*** Исходный текст ***

Поэтому я верю, что нельзя обрести свободу без минимальной правды.
— Пока я читала ваши работы и книгу, которую вы редактировали, я была удивлена тем, что вы не используете концепт травмы, и говорите больше о примирении. Насколько это сознательный выбор?
— Дело в том, что я не психолог. Психологи, а я много работаю с социальными психологами, ненавидят само понятие травмы. Может быть, в социальных науках у нас есть понятие травмы, которое кажется концептуально непроблематичным. Но эксперты его ненавидят из-за борьбы школ, которая существует в Западной Европе и Америке между социальными психологами, психиатрами и психоаналитиками. Социальные психологи, например, не очень уважают представление психоаналитиков о том, что понятие травмы можно в субъективной манере распространить на что угодно без всяких замеров — притом, что социальные психологи как раз стремятся все измерить…
Я совершенно не хотела занимать позицию в этом споре, и ввязываться в такие академические войны, и работаю в результате много и с социальными психологами, и с психоаналитиками.
Если люди, которых я интервьюирую, говорят о своей травме, я буду употреблять это слово. Но я, как социолог, никогда не поставлю ярлык «травмы» на ситуацию, потому что никогда по-настоящему не знаю, где критерии.
Я приведу другой пример, который может оправдать мою позицию, даже если я и не права. Возьмем Руанду — там был геноцид, более 800 тысяч человек убиты, и после геноцида происходили репрессии в отношении граждан в Конго. Преступления происходили с обеих сторон; хотя и нельзя сказать, что это был двойной геноцид, потому что тезис о двойном геноциде банализировал бы первый.
Люди, находящиеся в бедственном положении, сегодня есть среди всех категорий населения Руанды. Там была НКО, с которой я работала. Американский парень, работавший в этой НКО, произнес однажды такую фразу: «все здесь травмированы, так что нам нужно исцеление».
Я понимаю, исцеление и выздоровление были целью, которую ставило это НКО. Но когда он сказал, что все травматизированы, он сформулировал это так — жертвы травматизированы, да, но и преступники тоже.

*** Список ***

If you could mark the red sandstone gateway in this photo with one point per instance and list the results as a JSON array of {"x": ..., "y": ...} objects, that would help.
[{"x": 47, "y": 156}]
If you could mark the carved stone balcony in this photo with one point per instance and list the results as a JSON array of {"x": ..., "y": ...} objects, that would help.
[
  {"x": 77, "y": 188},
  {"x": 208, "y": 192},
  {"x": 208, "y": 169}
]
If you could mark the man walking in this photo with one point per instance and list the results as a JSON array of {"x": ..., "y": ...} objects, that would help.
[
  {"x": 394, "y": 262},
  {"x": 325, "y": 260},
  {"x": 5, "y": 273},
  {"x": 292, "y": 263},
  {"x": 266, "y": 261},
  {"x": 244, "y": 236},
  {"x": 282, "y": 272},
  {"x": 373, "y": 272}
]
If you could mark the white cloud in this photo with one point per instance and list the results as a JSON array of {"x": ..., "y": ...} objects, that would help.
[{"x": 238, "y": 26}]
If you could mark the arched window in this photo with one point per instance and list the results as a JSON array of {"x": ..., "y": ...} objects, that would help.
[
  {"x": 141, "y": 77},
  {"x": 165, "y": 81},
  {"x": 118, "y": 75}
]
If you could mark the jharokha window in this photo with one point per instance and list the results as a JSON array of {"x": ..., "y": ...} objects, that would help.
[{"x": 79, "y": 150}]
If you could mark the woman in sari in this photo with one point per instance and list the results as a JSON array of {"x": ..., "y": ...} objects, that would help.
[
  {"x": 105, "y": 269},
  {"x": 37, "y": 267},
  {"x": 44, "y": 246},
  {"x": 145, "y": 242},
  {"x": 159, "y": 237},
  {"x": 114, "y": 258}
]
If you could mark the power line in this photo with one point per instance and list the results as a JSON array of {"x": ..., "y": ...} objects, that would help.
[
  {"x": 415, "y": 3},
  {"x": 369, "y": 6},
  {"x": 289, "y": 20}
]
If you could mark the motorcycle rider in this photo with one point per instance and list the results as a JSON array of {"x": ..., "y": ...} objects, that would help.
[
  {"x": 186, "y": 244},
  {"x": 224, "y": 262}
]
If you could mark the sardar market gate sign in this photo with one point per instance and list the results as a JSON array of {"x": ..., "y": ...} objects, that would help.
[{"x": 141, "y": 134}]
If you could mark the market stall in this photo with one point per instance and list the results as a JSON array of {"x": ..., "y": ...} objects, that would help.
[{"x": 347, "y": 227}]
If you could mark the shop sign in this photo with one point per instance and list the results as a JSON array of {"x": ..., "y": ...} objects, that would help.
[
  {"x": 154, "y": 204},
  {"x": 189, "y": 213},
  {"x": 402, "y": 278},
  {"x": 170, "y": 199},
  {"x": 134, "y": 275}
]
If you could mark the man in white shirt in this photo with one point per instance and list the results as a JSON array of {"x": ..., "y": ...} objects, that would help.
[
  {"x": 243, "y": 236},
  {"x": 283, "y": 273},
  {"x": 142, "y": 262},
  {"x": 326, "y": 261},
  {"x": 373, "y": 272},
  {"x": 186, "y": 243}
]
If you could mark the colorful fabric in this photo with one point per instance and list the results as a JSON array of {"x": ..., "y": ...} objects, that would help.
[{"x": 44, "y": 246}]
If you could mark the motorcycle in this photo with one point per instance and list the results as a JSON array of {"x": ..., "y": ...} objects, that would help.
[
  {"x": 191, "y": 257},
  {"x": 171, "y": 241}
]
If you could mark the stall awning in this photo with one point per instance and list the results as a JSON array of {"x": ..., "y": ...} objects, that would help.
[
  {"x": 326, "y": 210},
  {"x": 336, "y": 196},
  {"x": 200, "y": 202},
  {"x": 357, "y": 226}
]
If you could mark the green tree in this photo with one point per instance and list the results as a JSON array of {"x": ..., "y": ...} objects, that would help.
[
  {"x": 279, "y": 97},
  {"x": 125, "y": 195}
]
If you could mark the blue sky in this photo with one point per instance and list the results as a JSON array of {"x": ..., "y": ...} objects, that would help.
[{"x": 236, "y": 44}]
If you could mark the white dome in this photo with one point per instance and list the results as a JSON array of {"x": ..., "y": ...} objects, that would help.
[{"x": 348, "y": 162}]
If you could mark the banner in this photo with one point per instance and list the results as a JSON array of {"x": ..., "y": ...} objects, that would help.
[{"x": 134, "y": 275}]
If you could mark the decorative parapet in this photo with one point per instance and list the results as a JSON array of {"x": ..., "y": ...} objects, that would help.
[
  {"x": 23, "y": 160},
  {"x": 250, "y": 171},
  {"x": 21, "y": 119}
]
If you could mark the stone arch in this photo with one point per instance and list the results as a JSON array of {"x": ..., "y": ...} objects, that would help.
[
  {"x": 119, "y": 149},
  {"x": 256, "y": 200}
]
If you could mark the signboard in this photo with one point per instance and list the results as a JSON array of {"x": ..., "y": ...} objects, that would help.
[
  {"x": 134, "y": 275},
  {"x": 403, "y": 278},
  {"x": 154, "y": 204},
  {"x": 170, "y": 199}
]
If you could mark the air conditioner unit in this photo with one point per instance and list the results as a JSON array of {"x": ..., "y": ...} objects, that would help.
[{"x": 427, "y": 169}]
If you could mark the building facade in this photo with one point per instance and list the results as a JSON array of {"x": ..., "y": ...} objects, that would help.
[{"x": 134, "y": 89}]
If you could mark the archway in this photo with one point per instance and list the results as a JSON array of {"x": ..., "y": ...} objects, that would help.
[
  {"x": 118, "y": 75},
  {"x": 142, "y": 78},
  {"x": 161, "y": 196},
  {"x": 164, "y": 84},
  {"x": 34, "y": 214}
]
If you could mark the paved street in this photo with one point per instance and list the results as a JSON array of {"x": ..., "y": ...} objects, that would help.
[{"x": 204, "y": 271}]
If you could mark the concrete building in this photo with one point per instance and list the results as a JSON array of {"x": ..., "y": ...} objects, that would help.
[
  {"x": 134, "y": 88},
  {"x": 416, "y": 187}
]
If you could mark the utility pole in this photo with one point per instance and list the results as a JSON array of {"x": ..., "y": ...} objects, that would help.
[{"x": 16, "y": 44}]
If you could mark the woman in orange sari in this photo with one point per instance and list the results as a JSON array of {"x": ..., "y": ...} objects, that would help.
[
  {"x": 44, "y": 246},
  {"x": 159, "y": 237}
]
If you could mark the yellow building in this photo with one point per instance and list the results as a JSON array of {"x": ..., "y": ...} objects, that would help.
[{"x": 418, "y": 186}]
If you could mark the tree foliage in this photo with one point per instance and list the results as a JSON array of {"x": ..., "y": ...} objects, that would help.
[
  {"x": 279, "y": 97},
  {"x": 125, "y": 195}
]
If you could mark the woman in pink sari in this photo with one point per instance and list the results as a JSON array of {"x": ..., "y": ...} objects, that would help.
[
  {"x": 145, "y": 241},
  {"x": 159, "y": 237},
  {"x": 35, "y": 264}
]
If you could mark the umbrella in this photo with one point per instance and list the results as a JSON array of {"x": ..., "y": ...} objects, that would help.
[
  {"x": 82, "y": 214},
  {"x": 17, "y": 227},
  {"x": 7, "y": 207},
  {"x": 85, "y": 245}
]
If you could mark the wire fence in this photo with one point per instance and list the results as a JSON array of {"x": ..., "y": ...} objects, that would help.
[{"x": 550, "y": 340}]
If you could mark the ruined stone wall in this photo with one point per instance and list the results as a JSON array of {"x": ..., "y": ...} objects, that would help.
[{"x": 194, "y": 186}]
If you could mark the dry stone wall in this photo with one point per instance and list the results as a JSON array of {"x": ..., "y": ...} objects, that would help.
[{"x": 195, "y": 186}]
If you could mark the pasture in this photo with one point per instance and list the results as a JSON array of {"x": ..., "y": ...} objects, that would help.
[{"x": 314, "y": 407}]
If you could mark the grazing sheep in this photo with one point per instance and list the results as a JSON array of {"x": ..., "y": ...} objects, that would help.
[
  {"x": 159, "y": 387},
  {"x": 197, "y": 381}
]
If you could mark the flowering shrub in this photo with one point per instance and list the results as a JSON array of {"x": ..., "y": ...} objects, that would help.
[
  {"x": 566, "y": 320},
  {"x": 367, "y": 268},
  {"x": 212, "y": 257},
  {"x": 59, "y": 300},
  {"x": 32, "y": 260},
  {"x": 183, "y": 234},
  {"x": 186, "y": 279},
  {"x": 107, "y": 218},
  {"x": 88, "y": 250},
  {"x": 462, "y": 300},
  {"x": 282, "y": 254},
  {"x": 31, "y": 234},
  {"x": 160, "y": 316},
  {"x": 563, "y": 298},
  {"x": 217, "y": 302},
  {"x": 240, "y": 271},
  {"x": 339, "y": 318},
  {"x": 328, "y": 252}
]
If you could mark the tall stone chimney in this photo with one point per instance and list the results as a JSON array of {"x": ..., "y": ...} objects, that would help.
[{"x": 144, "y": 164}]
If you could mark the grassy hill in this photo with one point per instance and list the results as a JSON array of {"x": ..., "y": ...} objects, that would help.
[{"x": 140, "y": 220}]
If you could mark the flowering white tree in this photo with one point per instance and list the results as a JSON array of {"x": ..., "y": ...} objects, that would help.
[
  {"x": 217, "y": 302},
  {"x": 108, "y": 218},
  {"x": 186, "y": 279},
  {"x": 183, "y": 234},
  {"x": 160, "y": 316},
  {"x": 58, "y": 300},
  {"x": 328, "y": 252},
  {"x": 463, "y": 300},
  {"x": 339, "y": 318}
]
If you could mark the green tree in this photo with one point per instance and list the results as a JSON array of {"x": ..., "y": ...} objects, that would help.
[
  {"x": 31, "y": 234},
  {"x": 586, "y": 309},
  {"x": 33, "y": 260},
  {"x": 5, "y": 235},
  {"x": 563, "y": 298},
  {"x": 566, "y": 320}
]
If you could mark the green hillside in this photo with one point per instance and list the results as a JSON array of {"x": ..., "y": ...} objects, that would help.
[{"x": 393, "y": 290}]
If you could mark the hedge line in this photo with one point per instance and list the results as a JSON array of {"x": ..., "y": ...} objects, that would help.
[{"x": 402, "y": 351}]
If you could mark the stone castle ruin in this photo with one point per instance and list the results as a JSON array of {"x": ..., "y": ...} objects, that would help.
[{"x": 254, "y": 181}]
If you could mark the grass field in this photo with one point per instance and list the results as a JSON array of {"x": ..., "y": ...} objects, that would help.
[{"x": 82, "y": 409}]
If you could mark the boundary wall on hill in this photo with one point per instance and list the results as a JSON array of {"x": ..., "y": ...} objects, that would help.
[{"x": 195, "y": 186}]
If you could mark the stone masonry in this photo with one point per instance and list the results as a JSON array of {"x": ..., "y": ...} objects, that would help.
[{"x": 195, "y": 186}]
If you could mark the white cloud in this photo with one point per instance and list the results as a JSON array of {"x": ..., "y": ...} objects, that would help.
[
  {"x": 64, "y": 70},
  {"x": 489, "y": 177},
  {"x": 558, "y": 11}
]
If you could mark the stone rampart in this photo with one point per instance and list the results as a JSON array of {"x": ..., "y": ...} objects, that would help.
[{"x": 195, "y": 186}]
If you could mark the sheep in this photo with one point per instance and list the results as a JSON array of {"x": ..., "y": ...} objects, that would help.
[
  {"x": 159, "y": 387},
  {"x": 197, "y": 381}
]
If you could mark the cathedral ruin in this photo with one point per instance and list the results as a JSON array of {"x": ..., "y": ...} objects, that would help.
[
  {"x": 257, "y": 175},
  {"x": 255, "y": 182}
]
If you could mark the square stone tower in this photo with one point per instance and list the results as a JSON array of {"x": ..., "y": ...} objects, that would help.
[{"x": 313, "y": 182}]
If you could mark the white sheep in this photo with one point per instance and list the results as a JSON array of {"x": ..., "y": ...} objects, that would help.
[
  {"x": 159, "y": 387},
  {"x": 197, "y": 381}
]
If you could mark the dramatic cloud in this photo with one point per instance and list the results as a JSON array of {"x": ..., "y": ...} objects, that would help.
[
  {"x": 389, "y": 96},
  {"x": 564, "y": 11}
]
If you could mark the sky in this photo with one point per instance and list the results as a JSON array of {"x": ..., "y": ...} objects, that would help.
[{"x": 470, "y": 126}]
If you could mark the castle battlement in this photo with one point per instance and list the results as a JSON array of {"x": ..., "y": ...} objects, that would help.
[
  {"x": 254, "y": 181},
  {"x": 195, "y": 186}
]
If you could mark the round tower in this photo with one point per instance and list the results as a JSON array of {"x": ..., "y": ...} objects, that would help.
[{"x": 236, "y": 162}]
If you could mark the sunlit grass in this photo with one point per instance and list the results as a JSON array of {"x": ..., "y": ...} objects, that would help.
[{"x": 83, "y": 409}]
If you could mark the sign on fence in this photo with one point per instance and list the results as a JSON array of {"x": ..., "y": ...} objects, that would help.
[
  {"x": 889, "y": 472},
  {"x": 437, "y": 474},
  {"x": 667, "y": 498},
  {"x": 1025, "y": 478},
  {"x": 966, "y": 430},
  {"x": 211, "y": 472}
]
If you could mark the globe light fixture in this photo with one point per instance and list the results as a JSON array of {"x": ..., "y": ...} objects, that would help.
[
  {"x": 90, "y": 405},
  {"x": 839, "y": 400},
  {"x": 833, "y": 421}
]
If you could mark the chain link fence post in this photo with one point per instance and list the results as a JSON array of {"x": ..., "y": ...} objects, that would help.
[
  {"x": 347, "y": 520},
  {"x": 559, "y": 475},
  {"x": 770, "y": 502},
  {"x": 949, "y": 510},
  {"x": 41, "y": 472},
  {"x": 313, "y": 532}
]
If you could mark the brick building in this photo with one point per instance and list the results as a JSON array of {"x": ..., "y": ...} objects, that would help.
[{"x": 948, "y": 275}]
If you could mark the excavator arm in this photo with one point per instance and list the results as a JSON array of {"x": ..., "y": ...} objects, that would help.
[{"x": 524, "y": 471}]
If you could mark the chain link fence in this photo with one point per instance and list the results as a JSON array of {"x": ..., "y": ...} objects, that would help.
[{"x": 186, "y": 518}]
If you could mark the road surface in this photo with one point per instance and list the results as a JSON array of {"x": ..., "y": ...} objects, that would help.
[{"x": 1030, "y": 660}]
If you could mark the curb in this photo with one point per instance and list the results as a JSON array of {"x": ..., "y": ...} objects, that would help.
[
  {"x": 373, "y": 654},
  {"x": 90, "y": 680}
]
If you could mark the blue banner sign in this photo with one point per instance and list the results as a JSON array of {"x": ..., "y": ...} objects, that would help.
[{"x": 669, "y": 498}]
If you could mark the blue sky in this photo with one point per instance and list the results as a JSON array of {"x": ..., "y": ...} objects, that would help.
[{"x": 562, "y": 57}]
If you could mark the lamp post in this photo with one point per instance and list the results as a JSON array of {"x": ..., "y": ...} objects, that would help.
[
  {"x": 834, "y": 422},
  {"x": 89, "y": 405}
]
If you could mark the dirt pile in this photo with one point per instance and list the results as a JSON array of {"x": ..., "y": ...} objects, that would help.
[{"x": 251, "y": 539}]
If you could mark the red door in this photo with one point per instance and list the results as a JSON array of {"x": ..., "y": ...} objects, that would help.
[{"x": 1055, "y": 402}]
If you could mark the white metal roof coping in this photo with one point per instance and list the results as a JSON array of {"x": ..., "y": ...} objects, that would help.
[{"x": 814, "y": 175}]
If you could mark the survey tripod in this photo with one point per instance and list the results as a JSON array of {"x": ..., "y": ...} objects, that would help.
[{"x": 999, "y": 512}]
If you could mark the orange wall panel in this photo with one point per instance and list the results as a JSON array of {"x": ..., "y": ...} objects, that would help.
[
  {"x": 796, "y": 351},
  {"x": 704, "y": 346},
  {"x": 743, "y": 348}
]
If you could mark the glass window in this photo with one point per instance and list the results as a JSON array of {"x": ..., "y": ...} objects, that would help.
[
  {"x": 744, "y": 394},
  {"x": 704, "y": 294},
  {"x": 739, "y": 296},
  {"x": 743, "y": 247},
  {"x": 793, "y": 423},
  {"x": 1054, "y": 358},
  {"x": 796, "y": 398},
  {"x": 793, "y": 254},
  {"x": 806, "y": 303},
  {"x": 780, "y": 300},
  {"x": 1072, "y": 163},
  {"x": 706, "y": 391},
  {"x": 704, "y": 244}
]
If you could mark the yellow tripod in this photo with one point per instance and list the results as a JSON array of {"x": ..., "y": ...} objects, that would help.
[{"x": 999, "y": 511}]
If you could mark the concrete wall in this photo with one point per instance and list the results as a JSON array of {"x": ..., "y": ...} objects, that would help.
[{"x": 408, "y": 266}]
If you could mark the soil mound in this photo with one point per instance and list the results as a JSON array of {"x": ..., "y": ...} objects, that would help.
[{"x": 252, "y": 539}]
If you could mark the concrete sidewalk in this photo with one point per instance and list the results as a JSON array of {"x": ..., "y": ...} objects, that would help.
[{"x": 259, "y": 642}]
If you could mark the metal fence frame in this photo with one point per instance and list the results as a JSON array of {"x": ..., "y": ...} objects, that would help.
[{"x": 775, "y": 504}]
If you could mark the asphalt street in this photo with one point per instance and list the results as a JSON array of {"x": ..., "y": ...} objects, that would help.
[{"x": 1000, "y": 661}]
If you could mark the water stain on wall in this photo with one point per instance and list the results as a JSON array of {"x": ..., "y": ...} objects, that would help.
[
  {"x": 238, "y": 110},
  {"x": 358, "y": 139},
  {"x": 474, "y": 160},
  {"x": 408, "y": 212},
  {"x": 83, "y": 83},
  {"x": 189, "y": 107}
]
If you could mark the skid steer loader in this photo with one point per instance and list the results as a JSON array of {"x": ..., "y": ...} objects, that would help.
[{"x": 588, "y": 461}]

***

## Задания
a: Сколько человек, согласно исходному тексту, было убито во время геноцида в Руанде?
b: Измените часть исходного текста, которая начинается словами «Люди, находящиеся в» и заканчивается словами «и преступники тоже.». Перепишите её, заменив «исцеление» на «восстановление».

## Ответы
a: Более 800 тысяч человек.

b:
Люди, находящиеся в бедственном положении, сегодня есть среди всех категорий населения Руанды. Там была НКО, с которой я работала. Американский парень, работавший в этой НКО, произнес однажды такую фразу: «все здесь травмированы, так что нам нужно восстановление».
Я понимаю, восстановление и выздоровление были целью, которую ставило это НКО. Но когда он сказал, что все травматизированы, он сформулировал это так — жертвы травматизированы, да, но и преступники тоже.